# [Request]
Locate each line in the following data that contains the word "below", and copy those lines.

-- start of Dataset extract --

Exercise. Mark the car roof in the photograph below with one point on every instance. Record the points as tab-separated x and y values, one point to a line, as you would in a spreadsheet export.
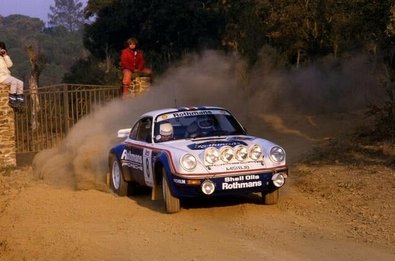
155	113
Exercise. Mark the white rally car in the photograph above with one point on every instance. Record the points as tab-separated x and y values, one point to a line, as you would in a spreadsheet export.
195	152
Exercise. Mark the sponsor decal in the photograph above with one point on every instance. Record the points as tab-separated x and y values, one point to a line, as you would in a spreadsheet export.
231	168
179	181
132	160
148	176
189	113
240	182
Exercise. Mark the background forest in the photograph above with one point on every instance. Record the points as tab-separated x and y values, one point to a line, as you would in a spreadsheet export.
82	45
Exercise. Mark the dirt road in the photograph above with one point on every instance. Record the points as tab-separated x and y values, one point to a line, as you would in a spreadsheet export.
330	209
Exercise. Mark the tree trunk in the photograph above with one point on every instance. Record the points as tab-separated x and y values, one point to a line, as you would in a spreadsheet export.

-- end of Dataset extract --
-- start of Dataset extract --

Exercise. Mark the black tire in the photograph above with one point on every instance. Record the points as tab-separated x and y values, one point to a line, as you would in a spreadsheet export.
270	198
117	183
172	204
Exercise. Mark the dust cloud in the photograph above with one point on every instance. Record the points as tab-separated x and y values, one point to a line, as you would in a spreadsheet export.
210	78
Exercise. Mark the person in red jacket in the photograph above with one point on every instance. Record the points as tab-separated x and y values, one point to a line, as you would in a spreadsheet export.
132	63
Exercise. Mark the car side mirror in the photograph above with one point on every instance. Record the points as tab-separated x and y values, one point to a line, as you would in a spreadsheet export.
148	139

-- end of Dataset extract --
-- start of Dataset extract --

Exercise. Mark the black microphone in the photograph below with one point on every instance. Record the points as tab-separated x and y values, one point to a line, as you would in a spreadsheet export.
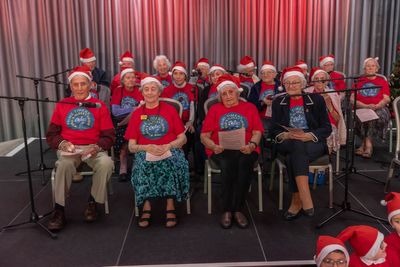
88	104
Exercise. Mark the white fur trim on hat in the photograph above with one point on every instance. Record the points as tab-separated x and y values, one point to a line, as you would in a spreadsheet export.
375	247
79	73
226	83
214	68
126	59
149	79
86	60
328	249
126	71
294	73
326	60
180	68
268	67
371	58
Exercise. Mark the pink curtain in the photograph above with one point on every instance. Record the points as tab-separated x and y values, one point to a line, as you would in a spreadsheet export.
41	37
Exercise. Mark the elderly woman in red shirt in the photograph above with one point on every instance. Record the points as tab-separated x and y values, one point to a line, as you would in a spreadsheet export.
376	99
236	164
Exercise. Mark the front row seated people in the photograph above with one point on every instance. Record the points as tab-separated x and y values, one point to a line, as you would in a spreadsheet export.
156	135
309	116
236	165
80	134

-- end of Dataset extract --

# [Expected answer]
Exercise. Mark the car roof in the photograph below with one point on every instance. Record the points as tab-separated x and y values, one point to a line, as you would in a spreadsheet export.
Exercise. Mark the black microphone in the photograph below with one point on every instance. Record the points as tab-separated x and y values, one point to a line, as you would in a spreadsheet export.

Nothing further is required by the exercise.